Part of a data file
····················
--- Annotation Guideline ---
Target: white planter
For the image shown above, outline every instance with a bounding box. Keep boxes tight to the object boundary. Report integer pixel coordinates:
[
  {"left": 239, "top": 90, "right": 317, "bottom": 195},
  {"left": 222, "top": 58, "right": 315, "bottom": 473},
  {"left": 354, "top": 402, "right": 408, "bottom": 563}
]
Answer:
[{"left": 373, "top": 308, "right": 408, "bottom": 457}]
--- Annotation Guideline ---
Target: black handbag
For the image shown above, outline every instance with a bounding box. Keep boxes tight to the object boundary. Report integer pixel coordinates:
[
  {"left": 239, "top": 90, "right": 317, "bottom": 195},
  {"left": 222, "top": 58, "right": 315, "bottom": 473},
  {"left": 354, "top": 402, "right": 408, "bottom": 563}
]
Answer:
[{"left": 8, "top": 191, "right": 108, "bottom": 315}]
····················
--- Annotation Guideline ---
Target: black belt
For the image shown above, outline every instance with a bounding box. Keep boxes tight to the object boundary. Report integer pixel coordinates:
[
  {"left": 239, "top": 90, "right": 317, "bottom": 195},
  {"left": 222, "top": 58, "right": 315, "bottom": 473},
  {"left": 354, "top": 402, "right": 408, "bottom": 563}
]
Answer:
····················
Stated exercise
Select each line of the records above that contains the string "black", treating uppercase and lowercase letters as distinct, and copy those lines.

Written response
Target: black handbag
Target: black belt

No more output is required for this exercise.